La question est aujourd’hui scindée en deux parties. Il semble acquis qu’un gel soit accepté par l’Ukraine en ce qui concerne les territoires occupés par les Russes. En revanche, le débat se focalise sur les territoires non conquis. Moscou se déclare déterminé à les conquérir par la force si nécessaire et propose un échange avec les territoires occupés dans d’autres régions, ce que Kyiv rejette catégoriquement. L’idée d’une zone démilitarisée pourrait offrir une piste qui sera probablement rejetée par Moscou cette fois-ci.

────────────────────

• [Travail à faire]:
1: Recopiez uniquement les entrées, de la ligne contenant « [locate] front wheel » jusqu'à la dernière ligne incluse, consignes comprises, en augmentant de 142 chaque coordonnée x et y des points donnés en réponse.
2: Prolongez le texte sur le sort des territoires disputés entre l'Ukraine et la Russie au-delà de sa dernière phrase.

• [Série d'entrées]:
────────────────────

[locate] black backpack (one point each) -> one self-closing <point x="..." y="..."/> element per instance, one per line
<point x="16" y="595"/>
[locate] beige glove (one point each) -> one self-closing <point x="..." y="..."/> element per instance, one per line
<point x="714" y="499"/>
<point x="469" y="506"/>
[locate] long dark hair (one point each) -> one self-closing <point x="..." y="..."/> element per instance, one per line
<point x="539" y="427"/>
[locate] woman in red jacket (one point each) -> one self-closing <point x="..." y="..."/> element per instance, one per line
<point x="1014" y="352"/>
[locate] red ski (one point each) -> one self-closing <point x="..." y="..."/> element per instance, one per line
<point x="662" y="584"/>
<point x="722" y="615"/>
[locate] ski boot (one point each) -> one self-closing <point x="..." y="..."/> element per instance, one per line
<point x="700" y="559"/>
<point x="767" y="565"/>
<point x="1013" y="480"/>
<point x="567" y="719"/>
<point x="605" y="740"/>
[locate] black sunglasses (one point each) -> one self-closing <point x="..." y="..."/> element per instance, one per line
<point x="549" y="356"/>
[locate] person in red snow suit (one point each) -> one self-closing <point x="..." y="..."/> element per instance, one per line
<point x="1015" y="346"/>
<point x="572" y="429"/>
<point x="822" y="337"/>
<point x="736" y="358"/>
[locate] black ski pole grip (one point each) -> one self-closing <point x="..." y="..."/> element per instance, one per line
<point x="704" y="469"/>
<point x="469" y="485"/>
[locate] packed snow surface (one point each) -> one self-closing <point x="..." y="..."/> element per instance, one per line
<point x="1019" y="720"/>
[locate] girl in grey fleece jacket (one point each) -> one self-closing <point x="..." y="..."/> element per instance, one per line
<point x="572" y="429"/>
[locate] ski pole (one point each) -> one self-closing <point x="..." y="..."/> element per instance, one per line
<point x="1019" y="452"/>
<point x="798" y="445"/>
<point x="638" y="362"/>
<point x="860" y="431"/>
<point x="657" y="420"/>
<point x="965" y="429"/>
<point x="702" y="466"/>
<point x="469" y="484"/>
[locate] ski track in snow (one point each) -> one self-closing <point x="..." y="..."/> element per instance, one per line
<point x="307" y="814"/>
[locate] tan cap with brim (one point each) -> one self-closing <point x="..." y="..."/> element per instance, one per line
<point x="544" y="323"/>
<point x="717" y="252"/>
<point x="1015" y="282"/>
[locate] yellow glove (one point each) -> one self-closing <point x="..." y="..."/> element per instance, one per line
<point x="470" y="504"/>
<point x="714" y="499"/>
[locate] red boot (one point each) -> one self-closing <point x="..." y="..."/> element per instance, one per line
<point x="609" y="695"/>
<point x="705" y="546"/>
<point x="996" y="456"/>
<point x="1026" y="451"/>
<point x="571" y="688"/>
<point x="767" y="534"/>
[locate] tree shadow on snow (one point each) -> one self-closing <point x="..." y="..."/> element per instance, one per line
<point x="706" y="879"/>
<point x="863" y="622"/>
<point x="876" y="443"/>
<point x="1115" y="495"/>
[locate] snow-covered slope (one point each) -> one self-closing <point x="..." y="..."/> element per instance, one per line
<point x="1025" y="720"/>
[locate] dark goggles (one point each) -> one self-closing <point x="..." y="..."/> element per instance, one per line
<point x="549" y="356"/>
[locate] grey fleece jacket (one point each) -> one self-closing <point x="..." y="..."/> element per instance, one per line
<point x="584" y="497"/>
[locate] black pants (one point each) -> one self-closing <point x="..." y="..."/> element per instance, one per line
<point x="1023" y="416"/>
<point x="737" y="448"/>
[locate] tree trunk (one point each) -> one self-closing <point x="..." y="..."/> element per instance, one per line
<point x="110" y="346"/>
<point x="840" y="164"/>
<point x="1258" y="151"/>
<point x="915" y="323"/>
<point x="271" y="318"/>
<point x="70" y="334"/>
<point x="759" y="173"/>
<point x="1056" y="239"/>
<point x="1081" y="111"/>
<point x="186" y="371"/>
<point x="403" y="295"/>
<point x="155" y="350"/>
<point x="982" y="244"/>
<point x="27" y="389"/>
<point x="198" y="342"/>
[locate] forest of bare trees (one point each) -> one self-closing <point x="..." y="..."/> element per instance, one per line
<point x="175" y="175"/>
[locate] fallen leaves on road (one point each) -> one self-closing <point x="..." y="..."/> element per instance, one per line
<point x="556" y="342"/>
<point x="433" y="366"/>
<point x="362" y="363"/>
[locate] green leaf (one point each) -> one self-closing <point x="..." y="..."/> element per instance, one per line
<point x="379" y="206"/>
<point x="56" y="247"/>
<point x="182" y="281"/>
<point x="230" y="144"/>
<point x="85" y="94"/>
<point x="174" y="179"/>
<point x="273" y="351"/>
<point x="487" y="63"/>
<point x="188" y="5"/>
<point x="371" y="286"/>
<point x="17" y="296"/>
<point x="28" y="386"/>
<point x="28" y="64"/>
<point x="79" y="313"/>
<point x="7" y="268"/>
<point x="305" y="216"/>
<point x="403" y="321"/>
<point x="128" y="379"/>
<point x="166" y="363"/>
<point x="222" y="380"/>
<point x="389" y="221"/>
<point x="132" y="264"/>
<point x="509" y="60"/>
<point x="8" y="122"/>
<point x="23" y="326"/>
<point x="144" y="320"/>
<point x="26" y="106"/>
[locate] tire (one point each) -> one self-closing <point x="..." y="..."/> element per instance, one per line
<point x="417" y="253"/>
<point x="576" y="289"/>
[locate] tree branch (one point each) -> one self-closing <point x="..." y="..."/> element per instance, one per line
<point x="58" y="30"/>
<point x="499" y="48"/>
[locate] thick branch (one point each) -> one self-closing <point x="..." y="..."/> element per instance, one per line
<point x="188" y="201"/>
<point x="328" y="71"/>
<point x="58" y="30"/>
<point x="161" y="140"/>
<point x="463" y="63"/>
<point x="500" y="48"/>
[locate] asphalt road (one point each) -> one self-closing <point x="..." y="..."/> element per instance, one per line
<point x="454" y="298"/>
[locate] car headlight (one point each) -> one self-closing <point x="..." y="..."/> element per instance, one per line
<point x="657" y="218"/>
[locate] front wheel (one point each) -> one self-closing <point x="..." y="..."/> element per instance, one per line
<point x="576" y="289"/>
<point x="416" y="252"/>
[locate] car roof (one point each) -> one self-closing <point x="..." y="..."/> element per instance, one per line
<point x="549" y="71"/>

────────────────────

• [Réponses aux exercices]:
1:
[locate] front wheel (one point each) -> one self-closing <point x="..." y="..."/> element per instance, one per line
<point x="718" y="431"/>
<point x="558" y="394"/>
[locate] car roof (one point each) -> one self-closing <point x="..." y="..."/> element per instance, one per line
<point x="691" y="213"/>

2:
Cependant, ces territoires font partie intégrante de l’Ukraine en 1991 lors de son indépendance. Une cession, sous quelque forme que ce soit, sera une reconnaissance du fait accompli justifié par le principe de réalité. Il convient de relever que nombreux ont été les découpages de territoires en Europe même. Ainsi, en 1945, la Pologne, pays agressé par l’Allemagne nazie, a dû céder d’importants territoires à l’Est, au profit de la Lituanie dont la capitale Vilnius, n’était autre que la ville polonaise de Wilno, de la Biélorussie et de l’Ukraine, la Galicie notamment et la ville de Lviv en particulier. De même, l’Allemagne a dû céder d’importants territoires en compensation à la Pologne et reconnaître formellement, lors de sa réunification, ligne Oder-Neisse comme sa frontière orientale intangible. L’appartenance formelle à l’Ukraine de ces territoires contestés depuis 35 ans représente peut-être une période courte au regard de l’histoire… D’autres concessions sont également attendues comme la limitation des forces armées ukrainiennes et l’interdiction de rentrer dans l’Otan, en particulier.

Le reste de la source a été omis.